• **YOUR GOAL**:
In full and without alteration, output each record given here.

• **Referring expression grounding data**:
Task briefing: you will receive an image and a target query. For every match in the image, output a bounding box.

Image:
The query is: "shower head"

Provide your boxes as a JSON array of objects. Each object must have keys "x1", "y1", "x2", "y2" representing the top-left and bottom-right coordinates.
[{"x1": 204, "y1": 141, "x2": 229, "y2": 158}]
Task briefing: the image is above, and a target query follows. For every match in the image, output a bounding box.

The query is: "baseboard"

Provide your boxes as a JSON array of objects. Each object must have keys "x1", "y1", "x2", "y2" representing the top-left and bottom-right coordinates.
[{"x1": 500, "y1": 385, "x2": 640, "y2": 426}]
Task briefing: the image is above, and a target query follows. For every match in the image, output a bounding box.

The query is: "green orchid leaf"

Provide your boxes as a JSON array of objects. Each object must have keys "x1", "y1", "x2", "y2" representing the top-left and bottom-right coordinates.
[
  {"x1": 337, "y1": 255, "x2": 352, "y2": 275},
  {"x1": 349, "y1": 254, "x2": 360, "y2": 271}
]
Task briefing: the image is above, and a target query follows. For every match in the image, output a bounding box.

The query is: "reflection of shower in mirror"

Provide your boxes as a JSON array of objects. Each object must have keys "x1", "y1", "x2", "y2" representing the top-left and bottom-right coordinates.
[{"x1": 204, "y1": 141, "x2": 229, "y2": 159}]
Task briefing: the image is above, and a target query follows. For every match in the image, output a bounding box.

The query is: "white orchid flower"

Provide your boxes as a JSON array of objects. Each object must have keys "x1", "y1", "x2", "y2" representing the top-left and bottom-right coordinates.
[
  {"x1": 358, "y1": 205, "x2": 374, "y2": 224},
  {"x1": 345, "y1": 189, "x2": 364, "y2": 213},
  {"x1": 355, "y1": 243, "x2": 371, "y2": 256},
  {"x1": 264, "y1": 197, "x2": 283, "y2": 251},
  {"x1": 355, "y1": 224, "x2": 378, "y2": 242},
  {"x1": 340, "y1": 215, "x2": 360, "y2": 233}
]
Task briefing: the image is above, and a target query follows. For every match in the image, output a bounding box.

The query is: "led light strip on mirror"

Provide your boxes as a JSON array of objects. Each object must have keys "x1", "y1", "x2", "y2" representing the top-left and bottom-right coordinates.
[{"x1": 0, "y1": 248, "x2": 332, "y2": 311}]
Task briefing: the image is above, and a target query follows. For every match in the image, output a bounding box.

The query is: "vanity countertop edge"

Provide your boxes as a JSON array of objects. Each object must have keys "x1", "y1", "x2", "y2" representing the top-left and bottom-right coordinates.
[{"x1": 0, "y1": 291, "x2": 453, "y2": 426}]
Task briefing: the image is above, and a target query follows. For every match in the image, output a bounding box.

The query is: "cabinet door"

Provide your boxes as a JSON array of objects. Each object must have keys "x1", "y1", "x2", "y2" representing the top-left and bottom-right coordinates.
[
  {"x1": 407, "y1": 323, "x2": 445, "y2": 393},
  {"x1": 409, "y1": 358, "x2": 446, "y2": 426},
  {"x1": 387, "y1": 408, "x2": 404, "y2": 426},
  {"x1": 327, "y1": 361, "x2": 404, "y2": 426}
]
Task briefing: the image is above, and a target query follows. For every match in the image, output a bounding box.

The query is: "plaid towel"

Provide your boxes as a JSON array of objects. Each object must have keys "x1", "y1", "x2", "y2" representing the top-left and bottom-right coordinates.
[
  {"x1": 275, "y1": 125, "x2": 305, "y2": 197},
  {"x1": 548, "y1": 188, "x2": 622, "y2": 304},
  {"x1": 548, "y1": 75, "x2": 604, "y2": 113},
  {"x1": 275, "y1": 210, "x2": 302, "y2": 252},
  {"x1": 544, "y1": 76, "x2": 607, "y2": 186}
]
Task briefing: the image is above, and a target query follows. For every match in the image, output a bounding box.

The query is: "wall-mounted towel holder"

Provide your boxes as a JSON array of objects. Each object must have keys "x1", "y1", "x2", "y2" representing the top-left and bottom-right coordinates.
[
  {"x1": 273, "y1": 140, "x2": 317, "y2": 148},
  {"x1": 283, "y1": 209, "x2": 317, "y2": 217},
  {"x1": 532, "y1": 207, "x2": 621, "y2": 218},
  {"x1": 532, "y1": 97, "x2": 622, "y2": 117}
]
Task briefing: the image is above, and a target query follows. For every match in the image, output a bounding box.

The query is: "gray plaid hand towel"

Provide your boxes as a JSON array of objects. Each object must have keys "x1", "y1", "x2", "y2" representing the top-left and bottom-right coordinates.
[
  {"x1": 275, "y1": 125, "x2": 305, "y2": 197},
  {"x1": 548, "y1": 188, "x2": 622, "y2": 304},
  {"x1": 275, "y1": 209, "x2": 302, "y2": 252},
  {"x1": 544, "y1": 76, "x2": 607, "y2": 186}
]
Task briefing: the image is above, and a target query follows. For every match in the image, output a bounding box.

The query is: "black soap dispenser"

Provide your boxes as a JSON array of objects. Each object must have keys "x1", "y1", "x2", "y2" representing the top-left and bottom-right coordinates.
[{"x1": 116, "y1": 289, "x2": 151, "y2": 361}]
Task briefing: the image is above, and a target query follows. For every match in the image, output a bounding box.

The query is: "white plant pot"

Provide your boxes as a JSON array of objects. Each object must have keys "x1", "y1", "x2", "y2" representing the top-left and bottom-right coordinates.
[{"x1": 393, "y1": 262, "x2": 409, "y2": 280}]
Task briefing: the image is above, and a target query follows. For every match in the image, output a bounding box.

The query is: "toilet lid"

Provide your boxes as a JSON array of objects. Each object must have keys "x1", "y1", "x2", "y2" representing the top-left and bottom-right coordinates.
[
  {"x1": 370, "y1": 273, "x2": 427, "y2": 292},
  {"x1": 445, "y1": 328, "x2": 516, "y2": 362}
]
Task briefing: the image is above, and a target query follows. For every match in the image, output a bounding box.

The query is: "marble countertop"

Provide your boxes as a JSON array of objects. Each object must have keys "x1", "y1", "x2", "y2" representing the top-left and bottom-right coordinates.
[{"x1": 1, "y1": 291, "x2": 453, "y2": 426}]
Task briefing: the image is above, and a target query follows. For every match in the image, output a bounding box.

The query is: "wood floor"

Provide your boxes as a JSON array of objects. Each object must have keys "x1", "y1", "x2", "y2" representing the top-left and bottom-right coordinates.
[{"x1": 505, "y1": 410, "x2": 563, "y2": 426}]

• **OUTPUT OF THE EXERCISE**:
Task briefing: you will receive an image and a target query. For every match in the image, output a bounding box.

Image:
The query is: "shower head"

Provide your boxes as a JSON array of objects. Each object must have keys "x1", "y1", "x2", "y2" representing the top-left and bottom-right coordinates.
[{"x1": 204, "y1": 141, "x2": 229, "y2": 158}]
Task briefing: the image is above, and a target query follows. For every match in the image, output a bounding box.

The query is: "baseboard"

Provide your boxes as a JSON array of objects. Each object must have keys "x1", "y1", "x2", "y2" representing the top-left and bottom-right coordinates.
[{"x1": 500, "y1": 385, "x2": 640, "y2": 426}]
Task briefing: the image is above, and a target query follows. For every match in the image, output a bounding box.

The query is: "green orchid leaf"

Provide your boxes as a JSON array of objects. Each object must have keys "x1", "y1", "x2", "y2" representing the top-left and bottom-right coordinates.
[
  {"x1": 337, "y1": 255, "x2": 352, "y2": 275},
  {"x1": 349, "y1": 254, "x2": 360, "y2": 271}
]
Task briefing: the image is above, and a target query follows. For every match in the image, output a bounding box.

The query is: "reflection of shower in mirror"

Provide your boxes as a JSON array of objects. Each object must have keys "x1", "y1", "x2", "y2" representing the top-left and bottom-right coordinates.
[{"x1": 204, "y1": 141, "x2": 229, "y2": 159}]
Task briefing: the image is above, and a target query follows. For every match in the image, output a bounding box.

The query is: "white orchid flower"

Provide your boxes as a JSON array of objects. Each object must have keys "x1", "y1", "x2", "y2" representing the top-left and bottom-right coordinates.
[
  {"x1": 358, "y1": 205, "x2": 374, "y2": 224},
  {"x1": 345, "y1": 189, "x2": 364, "y2": 213},
  {"x1": 355, "y1": 243, "x2": 371, "y2": 256},
  {"x1": 264, "y1": 197, "x2": 283, "y2": 251},
  {"x1": 355, "y1": 224, "x2": 378, "y2": 242},
  {"x1": 340, "y1": 215, "x2": 360, "y2": 233}
]
Task briefing: the image is above, and a target query follows. For every match in the image, output a bounding box.

The query is: "led light strip on mirror"

Provide your boxes as a JSON array of objects. Each object must have keys "x1", "y1", "x2", "y2" representing the top-left and bottom-right coordinates.
[{"x1": 0, "y1": 248, "x2": 332, "y2": 311}]
Task briefing: the image is above, and a target query follows. For every match in the image, output a bounding box.

The query is: "vanity countertop edge"

Provide your boxes as a JSON array of objects. Each object must have keys "x1", "y1", "x2", "y2" representing the top-left and bottom-right coordinates.
[{"x1": 0, "y1": 291, "x2": 453, "y2": 426}]
Task briefing: the image is above, and a target query follows. For every match in the image, output a bounding box.

The query is: "cabinet door"

Provide your boxes as a JSON array of objects. Each object must have keys "x1", "y1", "x2", "y2" representing the top-left and bottom-right coordinates.
[
  {"x1": 407, "y1": 323, "x2": 445, "y2": 393},
  {"x1": 409, "y1": 358, "x2": 446, "y2": 426},
  {"x1": 387, "y1": 408, "x2": 404, "y2": 426},
  {"x1": 327, "y1": 361, "x2": 404, "y2": 426}
]
Task briefing: the image is above, and a target query follows. For every match in the image, output a bounding box.

The query is: "plaid towel"

Provide your boxes as a JSON array of objects. Each object must have keys "x1", "y1", "x2", "y2" representing the top-left and bottom-right coordinates.
[
  {"x1": 275, "y1": 125, "x2": 305, "y2": 197},
  {"x1": 548, "y1": 188, "x2": 622, "y2": 304},
  {"x1": 548, "y1": 75, "x2": 604, "y2": 113},
  {"x1": 275, "y1": 210, "x2": 302, "y2": 252},
  {"x1": 544, "y1": 76, "x2": 607, "y2": 186}
]
Task briefing: the image is above, and a target query follows. For every match in the image, output a bounding box.

The query is: "wall-mounted towel holder"

Provide your boxes as a JSON array of objects. Each object must have keys "x1", "y1", "x2", "y2" representing the top-left and bottom-right coordinates.
[
  {"x1": 273, "y1": 140, "x2": 317, "y2": 148},
  {"x1": 283, "y1": 209, "x2": 317, "y2": 217},
  {"x1": 532, "y1": 207, "x2": 621, "y2": 218},
  {"x1": 532, "y1": 97, "x2": 622, "y2": 117}
]
Task briefing: the image is above, and a target query follows. For every match in the image, output a bounding box.

The query is: "gray plaid hand towel"

Provide your boxes as a JSON array of objects. Each object must have keys "x1", "y1", "x2", "y2" representing the top-left and bottom-right coordinates.
[
  {"x1": 275, "y1": 125, "x2": 305, "y2": 197},
  {"x1": 548, "y1": 188, "x2": 622, "y2": 304},
  {"x1": 275, "y1": 209, "x2": 302, "y2": 252},
  {"x1": 544, "y1": 76, "x2": 607, "y2": 186}
]
Task briefing: the image is above, and a target query follows. For every match in the image, output a bounding box.

The query is: "black soap dispenser"

Provide your boxes as a JSON array of objects. Each object must have keys "x1", "y1", "x2", "y2" representing the top-left and bottom-right coordinates.
[{"x1": 116, "y1": 289, "x2": 151, "y2": 361}]
Task briefing: the image is above, and a target query follows. For every match in the image, output a bounding box.

The query is: "white plant pot"

Provide your boxes as a JSON array of objects. Each object must have keys "x1", "y1", "x2", "y2" representing the top-left and bottom-right coordinates.
[{"x1": 393, "y1": 262, "x2": 409, "y2": 280}]
Task briefing: the image is above, and a target query follows. For every match in the image, output a bounding box.

The query is: "toilet lid"

Provide your boxes as a JSON array of objects. Each object must have keys "x1", "y1", "x2", "y2" representing the top-left and bottom-right coordinates.
[
  {"x1": 370, "y1": 273, "x2": 427, "y2": 292},
  {"x1": 445, "y1": 328, "x2": 516, "y2": 362}
]
Task briefing: the image is above, and a target query follows. For every match in the image, output a bounding box.

The query is: "marble countertop"

Provide your boxes as a JSON array of objects. Each object must have keys "x1", "y1", "x2", "y2" representing the top-left and bottom-right coordinates.
[{"x1": 1, "y1": 291, "x2": 453, "y2": 426}]
Task briefing: the image is above, and a target query follows. For every match in the image, output a bounding box.

The query is: "wood floor"

Provide your boxes as a JSON array of objects. Each object must have keys "x1", "y1", "x2", "y2" representing the top-left and bottom-right coordinates.
[{"x1": 505, "y1": 410, "x2": 563, "y2": 426}]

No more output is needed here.